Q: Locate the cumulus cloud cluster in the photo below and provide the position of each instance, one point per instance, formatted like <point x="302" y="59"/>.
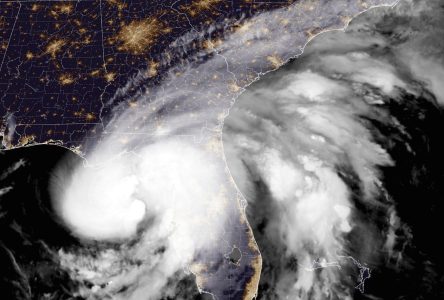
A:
<point x="303" y="148"/>
<point x="155" y="194"/>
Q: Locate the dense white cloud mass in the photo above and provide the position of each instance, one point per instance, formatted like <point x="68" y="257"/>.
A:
<point x="306" y="145"/>
<point x="155" y="192"/>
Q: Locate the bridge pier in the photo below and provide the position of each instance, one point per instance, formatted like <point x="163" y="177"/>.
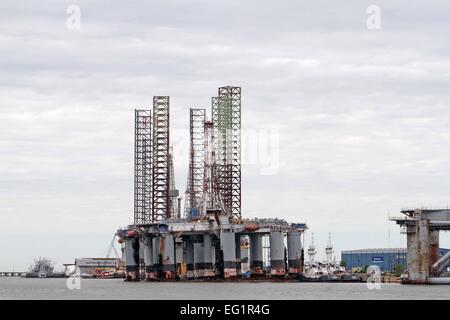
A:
<point x="422" y="236"/>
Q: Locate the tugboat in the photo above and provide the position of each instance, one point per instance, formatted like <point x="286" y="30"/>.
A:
<point x="327" y="271"/>
<point x="43" y="268"/>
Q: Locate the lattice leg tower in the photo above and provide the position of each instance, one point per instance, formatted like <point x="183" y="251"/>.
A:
<point x="160" y="172"/>
<point x="197" y="159"/>
<point x="226" y="113"/>
<point x="142" y="166"/>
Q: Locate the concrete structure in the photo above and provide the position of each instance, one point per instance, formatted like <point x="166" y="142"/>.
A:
<point x="256" y="254"/>
<point x="277" y="253"/>
<point x="294" y="247"/>
<point x="422" y="228"/>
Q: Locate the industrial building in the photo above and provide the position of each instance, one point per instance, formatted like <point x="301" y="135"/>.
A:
<point x="385" y="258"/>
<point x="90" y="265"/>
<point x="204" y="239"/>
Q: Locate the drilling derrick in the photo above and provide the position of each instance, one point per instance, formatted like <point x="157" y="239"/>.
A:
<point x="160" y="172"/>
<point x="173" y="192"/>
<point x="197" y="162"/>
<point x="211" y="191"/>
<point x="142" y="166"/>
<point x="226" y="114"/>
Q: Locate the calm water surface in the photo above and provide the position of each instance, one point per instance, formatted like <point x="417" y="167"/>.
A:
<point x="19" y="288"/>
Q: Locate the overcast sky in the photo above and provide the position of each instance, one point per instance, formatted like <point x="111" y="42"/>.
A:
<point x="360" y="118"/>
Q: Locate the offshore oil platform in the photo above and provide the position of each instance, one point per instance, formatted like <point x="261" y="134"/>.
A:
<point x="204" y="240"/>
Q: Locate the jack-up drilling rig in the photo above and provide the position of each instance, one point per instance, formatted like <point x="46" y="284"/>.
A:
<point x="206" y="242"/>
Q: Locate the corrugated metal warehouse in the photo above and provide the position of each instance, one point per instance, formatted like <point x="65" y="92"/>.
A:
<point x="385" y="258"/>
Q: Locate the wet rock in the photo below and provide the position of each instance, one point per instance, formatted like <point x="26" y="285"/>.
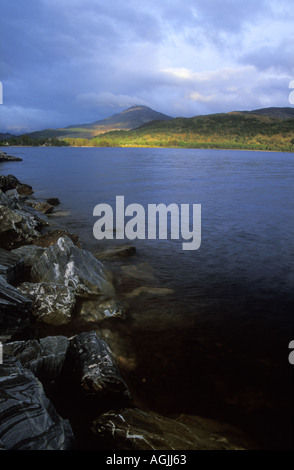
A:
<point x="11" y="182"/>
<point x="14" y="310"/>
<point x="50" y="238"/>
<point x="6" y="201"/>
<point x="11" y="265"/>
<point x="29" y="421"/>
<point x="52" y="303"/>
<point x="148" y="291"/>
<point x="54" y="201"/>
<point x="134" y="429"/>
<point x="28" y="253"/>
<point x="42" y="207"/>
<point x="95" y="310"/>
<point x="44" y="357"/>
<point x="8" y="182"/>
<point x="9" y="158"/>
<point x="93" y="370"/>
<point x="116" y="252"/>
<point x="75" y="268"/>
<point x="17" y="228"/>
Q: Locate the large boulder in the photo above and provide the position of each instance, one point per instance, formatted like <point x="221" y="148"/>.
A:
<point x="44" y="357"/>
<point x="65" y="263"/>
<point x="29" y="254"/>
<point x="17" y="228"/>
<point x="11" y="182"/>
<point x="11" y="265"/>
<point x="52" y="236"/>
<point x="93" y="370"/>
<point x="14" y="310"/>
<point x="53" y="303"/>
<point x="134" y="429"/>
<point x="29" y="421"/>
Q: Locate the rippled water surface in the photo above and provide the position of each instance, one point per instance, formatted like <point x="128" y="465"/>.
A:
<point x="207" y="331"/>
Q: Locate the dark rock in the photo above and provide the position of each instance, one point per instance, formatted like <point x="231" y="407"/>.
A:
<point x="29" y="421"/>
<point x="44" y="357"/>
<point x="52" y="304"/>
<point x="24" y="189"/>
<point x="6" y="201"/>
<point x="17" y="228"/>
<point x="29" y="254"/>
<point x="9" y="158"/>
<point x="116" y="252"/>
<point x="93" y="369"/>
<point x="95" y="310"/>
<point x="11" y="182"/>
<point x="14" y="310"/>
<point x="54" y="201"/>
<point x="11" y="265"/>
<point x="133" y="429"/>
<point x="50" y="238"/>
<point x="75" y="268"/>
<point x="8" y="182"/>
<point x="42" y="207"/>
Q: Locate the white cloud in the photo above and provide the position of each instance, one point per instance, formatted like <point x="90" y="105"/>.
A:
<point x="108" y="99"/>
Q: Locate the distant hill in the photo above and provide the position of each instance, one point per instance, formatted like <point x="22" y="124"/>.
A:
<point x="235" y="130"/>
<point x="260" y="129"/>
<point x="126" y="120"/>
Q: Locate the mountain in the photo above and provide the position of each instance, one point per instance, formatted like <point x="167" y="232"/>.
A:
<point x="234" y="130"/>
<point x="128" y="119"/>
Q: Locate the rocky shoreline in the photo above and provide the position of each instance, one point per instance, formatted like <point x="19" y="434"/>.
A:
<point x="65" y="392"/>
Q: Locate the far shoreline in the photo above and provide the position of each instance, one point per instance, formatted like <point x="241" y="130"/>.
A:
<point x="144" y="146"/>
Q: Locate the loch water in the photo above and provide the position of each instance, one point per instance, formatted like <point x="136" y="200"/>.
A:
<point x="206" y="331"/>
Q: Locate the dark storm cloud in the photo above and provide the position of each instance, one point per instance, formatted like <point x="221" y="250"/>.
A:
<point x="71" y="61"/>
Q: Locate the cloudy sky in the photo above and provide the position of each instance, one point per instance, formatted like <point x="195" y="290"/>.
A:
<point x="65" y="62"/>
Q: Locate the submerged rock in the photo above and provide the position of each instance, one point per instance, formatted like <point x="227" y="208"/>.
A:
<point x="29" y="421"/>
<point x="134" y="429"/>
<point x="92" y="368"/>
<point x="95" y="310"/>
<point x="11" y="265"/>
<point x="42" y="207"/>
<point x="73" y="267"/>
<point x="11" y="182"/>
<point x="122" y="251"/>
<point x="9" y="158"/>
<point x="52" y="304"/>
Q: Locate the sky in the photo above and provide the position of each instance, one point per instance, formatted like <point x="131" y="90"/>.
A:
<point x="66" y="62"/>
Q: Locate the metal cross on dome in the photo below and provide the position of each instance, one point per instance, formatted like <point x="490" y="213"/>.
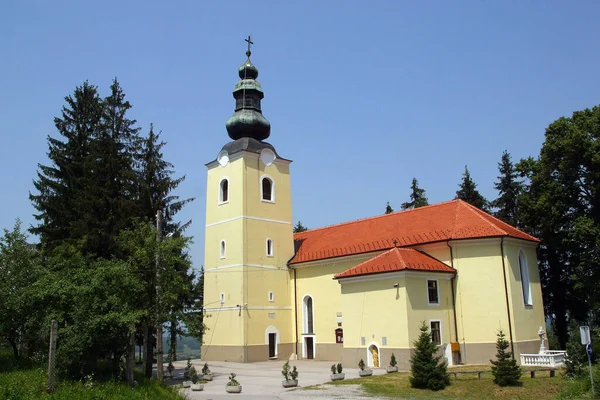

+ + + + + + +

> **WORK TO COMPLETE**
Which lines in the data above contain the word "surface", counting uppercase and lowercase as different? Pick out each of those lines and copy it.

> **RESULT OF THIS EXERCISE**
Q: Locate the calm water surface in the photo above and provide the position of each instance, one point per instance, formatted like <point x="417" y="167"/>.
Q: Locate the rippled water surface in the photo above and provide the position of each instance, one point per instance, formatted like <point x="128" y="465"/>.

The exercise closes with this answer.